>> BEGIN

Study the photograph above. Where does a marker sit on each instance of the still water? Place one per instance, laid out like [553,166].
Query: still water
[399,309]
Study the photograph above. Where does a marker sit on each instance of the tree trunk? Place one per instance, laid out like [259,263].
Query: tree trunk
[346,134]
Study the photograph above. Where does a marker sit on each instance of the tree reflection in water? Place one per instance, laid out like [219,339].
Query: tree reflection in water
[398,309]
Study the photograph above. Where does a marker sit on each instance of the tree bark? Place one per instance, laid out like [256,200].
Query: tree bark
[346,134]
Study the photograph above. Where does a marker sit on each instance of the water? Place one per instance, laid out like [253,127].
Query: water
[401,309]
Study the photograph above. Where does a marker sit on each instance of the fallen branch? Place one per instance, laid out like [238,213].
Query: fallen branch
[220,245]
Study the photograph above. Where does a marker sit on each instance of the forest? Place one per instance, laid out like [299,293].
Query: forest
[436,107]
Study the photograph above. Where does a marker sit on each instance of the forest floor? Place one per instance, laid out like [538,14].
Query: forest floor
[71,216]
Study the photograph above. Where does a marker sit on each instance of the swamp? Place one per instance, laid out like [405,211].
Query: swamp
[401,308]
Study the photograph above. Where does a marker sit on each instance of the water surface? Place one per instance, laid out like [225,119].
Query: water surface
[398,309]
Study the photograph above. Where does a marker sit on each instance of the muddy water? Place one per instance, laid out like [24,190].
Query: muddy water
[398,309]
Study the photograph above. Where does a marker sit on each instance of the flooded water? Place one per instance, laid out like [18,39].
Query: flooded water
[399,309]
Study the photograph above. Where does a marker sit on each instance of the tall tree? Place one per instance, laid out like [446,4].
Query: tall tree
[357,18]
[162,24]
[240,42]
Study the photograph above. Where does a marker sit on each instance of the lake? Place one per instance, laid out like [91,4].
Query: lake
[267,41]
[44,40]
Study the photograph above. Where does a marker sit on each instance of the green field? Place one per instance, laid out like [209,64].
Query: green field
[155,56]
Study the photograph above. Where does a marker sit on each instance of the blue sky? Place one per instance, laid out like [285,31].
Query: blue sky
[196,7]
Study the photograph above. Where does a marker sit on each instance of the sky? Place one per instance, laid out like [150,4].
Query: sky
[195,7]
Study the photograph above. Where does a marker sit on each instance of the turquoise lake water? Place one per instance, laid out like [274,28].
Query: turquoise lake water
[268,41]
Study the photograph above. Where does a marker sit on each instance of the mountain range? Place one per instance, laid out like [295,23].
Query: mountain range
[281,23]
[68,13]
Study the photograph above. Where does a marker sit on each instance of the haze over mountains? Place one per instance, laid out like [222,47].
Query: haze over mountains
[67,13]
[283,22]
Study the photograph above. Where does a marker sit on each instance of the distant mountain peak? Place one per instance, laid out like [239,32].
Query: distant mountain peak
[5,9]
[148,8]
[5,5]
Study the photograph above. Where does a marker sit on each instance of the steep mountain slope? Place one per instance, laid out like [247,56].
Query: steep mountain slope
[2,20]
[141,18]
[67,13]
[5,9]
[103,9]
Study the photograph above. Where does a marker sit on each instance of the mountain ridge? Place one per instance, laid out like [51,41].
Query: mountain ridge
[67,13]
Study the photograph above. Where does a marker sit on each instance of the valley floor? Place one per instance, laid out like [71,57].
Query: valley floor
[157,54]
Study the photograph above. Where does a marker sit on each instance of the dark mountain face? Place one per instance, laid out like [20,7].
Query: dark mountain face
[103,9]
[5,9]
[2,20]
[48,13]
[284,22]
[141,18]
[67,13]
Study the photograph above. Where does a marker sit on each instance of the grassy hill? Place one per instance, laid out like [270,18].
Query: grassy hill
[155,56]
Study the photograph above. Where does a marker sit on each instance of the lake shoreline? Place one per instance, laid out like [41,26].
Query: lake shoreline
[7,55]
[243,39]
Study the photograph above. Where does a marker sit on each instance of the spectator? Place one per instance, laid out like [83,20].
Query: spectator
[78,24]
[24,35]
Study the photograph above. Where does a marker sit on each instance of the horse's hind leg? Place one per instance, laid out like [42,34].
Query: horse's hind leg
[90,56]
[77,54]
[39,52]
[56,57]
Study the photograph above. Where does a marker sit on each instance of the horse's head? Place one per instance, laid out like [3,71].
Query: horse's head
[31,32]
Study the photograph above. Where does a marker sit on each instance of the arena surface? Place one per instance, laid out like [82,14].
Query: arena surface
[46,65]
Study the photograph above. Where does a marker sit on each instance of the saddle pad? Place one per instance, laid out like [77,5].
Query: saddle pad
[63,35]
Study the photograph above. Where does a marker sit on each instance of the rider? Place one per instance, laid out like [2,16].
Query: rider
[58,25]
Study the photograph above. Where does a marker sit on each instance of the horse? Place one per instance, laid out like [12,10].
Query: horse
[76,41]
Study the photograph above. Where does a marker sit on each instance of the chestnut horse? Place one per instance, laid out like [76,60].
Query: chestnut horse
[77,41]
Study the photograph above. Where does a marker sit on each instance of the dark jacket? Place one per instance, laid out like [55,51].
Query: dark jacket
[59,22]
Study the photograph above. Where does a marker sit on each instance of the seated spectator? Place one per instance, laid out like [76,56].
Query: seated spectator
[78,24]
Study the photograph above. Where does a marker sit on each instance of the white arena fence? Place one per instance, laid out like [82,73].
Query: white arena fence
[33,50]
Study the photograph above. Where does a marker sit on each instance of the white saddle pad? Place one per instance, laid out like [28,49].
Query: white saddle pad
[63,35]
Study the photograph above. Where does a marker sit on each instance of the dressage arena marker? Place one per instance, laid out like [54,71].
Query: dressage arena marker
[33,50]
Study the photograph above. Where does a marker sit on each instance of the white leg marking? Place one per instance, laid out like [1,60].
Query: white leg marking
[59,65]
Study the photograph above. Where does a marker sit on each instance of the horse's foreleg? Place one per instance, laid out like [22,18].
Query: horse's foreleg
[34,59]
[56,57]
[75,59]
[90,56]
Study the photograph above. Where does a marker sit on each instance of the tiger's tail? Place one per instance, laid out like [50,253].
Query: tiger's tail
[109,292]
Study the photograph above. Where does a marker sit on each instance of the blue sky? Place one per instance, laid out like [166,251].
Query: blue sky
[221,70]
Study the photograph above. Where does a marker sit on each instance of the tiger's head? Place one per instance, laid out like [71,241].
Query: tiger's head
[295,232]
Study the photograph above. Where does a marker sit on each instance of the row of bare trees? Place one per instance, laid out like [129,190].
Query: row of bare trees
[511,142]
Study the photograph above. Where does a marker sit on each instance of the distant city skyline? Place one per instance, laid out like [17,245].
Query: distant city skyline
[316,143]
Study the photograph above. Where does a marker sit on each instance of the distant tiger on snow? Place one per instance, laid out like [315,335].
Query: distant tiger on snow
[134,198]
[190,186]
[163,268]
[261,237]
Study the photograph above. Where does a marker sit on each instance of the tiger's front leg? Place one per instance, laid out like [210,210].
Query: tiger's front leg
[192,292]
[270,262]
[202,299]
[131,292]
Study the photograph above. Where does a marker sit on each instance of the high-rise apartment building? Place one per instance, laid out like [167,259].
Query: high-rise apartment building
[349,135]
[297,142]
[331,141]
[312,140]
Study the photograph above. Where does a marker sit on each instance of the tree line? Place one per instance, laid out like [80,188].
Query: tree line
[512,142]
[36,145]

>> END

■ **Exercise goal**
Please switch every "marker" in the listing above to "pin" and write the listing out again with nothing else altered.

■ **In response**
Study the photograph above. Where does a pin sit on each instance of the still water? Place one per instance, laid out like [553,166].
Query: still water
[399,309]
Study the photograph above. Where does a pin sit on each instance of the tree trunk? Place one per instance, laid out like [259,263].
Query: tree trunk
[346,134]
Study the photograph above. Where does a pin sit on each instance of the tree reflection in water? Place one per instance, laid out like [219,339].
Query: tree reflection in water
[398,309]
Study the photograph above. Where does a pin sit on each instance of the tree bark? Place one per instance, laid out like [256,200].
Query: tree bark
[346,134]
Study the photograph above. Where does a pin sit on each instance of the water? Place one per instance, laid out like [253,127].
Query: water
[401,309]
Study the photograph above. Where does a pin sit on each instance of the fallen branch? Place one per instance, laid out like [238,213].
Query: fallen branch
[220,245]
Study the photograph above. Where does a pin sit on each instance of the forest? Place one per instance, laid out like [299,293].
Query: forest
[436,107]
Study the photograph above. Where does a pin sit on each instance of the forest floor? Place one per instance, laid out like [538,14].
Query: forest floor
[71,216]
Study the photograph above. Where does a pin sit on each instance of the swamp? Place one per instance, laid out like [405,211].
Query: swamp
[401,308]
Study the photograph above. Where does a pin sit on each instance of the water surface? Place one per instance, laid out like [225,119].
Query: water surface
[398,309]
Study the photograph above. Where does a pin sit on each instance of the muddy water? Place one per instance, laid out like [24,190].
Query: muddy water
[398,309]
Study the photograph above. Where does a pin sit on each instance of the flooded water? Place one per instance, laid out like [18,39].
Query: flooded water
[399,309]
Study the photograph above. Where does a pin sit on each instance of the tall tree? Place one per instance, laid out like [446,4].
Query: tall tree
[357,18]
[162,24]
[240,42]
Study the photograph above. Where does a pin sit on each instance of the lake? Place one per instance, laid out like [91,4].
Query: lake
[267,41]
[44,40]
Study the photograph above. Where does a pin sit on each instance of the green field? Place one per instance, laid out like [209,64].
Query: green field
[155,56]
Study the photograph above. Where does a pin sit on each instance of the blue sky? Place one per instance, laid out like [285,31].
Query: blue sky
[196,7]
Study the photograph above. Where does a pin sit on each instance of the sky? Place one per instance, laid out like [150,4].
Query: sky
[195,7]
Study the photograph above. Where does a pin sit on each instance of the turquoise lake water? Place one per instance, laid out like [274,28].
Query: turquoise lake water
[268,41]
Study the photograph above. Where does a pin sit on each instance of the mountain range? Place one per instance, laid out like [295,23].
Query: mountain range
[281,23]
[68,13]
Study the photograph above. Where does a pin sit on each instance of the haze over mountains? Place one per instance, laid out like [222,47].
Query: haze over mountains
[67,13]
[283,22]
Study the photograph above. Where does a pin sit on each instance of the distant mountain peak? Place one per instance, laid out like [239,32].
Query: distant mountain peak
[5,9]
[148,8]
[5,5]
Study the photograph above. Where does a pin sit on each instance of the steep mountain slope? Place one per instance, laid out like [247,56].
Query: steep mountain slope
[2,20]
[141,18]
[67,13]
[5,9]
[103,9]
Study the photograph above. Where does a pin sit on each instance of the mountain ridge? Place one per instance, laid out like [51,41].
Query: mountain ridge
[67,13]
Study the photograph above. Where does a pin sit on each instance of the valley floor? Place one per instance, laid out like [71,57].
Query: valley floor
[157,54]
Study the photograph above. Where does a pin sit on each instance of the dark mountain face? Place one per instance, laid out like [20,7].
Query: dark mountain face
[103,9]
[5,9]
[2,20]
[48,13]
[284,22]
[141,18]
[67,13]
Study the photograph above. Where does a pin sit on each instance of the grassy hill? Place one per instance, laid out like [270,18].
Query: grassy hill
[155,56]
Study the photograph above. Where does a pin sit on each instance of the lake shoreline? Place one per instance, laid out like [41,26].
Query: lake shoreline
[7,55]
[243,39]
Study the photograph above. Where does a pin sit on each instance of the spectator? Place one per instance, laid out like [83,20].
Query: spectator
[78,24]
[24,35]
Study the photograph above. Where does a pin sit on each instance of the horse's hind leg? Place one per instance, laid out like [42,34].
Query: horse's hind leg
[90,56]
[77,54]
[39,52]
[56,57]
Study the photograph above. Where does a pin sit on each instance of the horse's head? Place one per instance, laid out like [3,71].
Query: horse's head
[31,32]
Study the photograph above. Where does a pin sit on each instance of the arena surface? Place one per instance, laid out like [82,14].
Query: arena surface
[46,65]
Study the photograph above. Where does a pin sit on each instance of the saddle pad? Place one per instance, laid out like [77,5].
Query: saddle pad
[63,35]
Study the photograph above. Where does a pin sit on each instance of the rider? Place one per instance, laid out like [2,16].
Query: rider
[58,25]
Study the photograph above. Where does a pin sit on each instance of the horse? Place one per instance, laid out like [12,10].
Query: horse
[76,41]
Study the photograph above. Where does a pin sit on each instance of the chestnut horse? Place one per instance, laid out like [76,60].
Query: chestnut horse
[77,41]
Study the photograph above. Where does a pin sit on each instance of the dark jacket? Place one per instance, laid out like [55,51].
Query: dark jacket
[59,22]
Study the photograph above. Where does a pin sit on each instance of the seated spectator? Place one per instance, laid out like [76,56].
Query: seated spectator
[78,24]
Study the photograph above. Where does a pin sit on each instance of the white arena fence? Place one per instance, laid out like [82,73].
Query: white arena fence
[33,50]
Study the photograph above. Where does a pin sit on each instance of the white saddle pad? Place one per instance, laid out like [28,49].
Query: white saddle pad
[63,35]
Study the photograph above. Where does a pin sit on each instance of the dressage arena pin? Place one per instance, laid out like [54,71].
Query: dressage arena pin
[33,50]
Study the photograph above. Where does a pin sit on each instance of the white leg marking? Place one per instance, laid out like [1,60].
Query: white leg marking
[59,65]
Study the photograph above. Where does a pin sit on each instance of the horse's foreleg? Place one per instance, laid out like [22,18].
Query: horse's foreleg
[34,59]
[56,57]
[75,59]
[90,56]
Study the photograph above. Where does a pin sit on each instance of the tiger's tail? Place one per instance, laid out like [50,253].
Query: tiger's tail
[109,292]
Study the photograph above. Where does a pin sit on each instance of the blue sky? Place one per instance, laid out like [166,251].
Query: blue sky
[221,70]
Study the photograph above. Where does a pin sit on each instance of the tiger's head? Place one per instance, laid out like [71,241].
Query: tiger's head
[295,232]
Study the photograph above. Where does a pin sit on each instance of the row of bare trees? Place one per instance, laid out like [129,190].
Query: row of bare trees
[511,142]
Study the photograph above. Where does a pin sit on each instance of the distant city skyline? Place one per instance, laid out like [17,245].
Query: distant city skyline
[316,143]
Study the photograph above. Where does a pin sit on each instance of the distant tiger on snow? Place one per instance, laid out like [315,335].
Query: distant tiger on snow
[134,198]
[190,186]
[163,268]
[261,237]
Study the photograph above. Where does a pin sit on each instance of the tiger's front leg? Place one per instance, laid out like [210,210].
Query: tiger's front leg
[192,292]
[270,262]
[202,299]
[131,292]
Study the photograph above. Where does a pin sit on each instance of the high-rise apartment building? Place one per instance, laid out like [167,259].
Query: high-rise apartment building
[349,135]
[297,142]
[331,141]
[312,140]
Study the photograph above. Where does a pin sit on each instance of the tree line? Place one per instance, laid out like [80,188].
Query: tree line
[512,142]
[36,145]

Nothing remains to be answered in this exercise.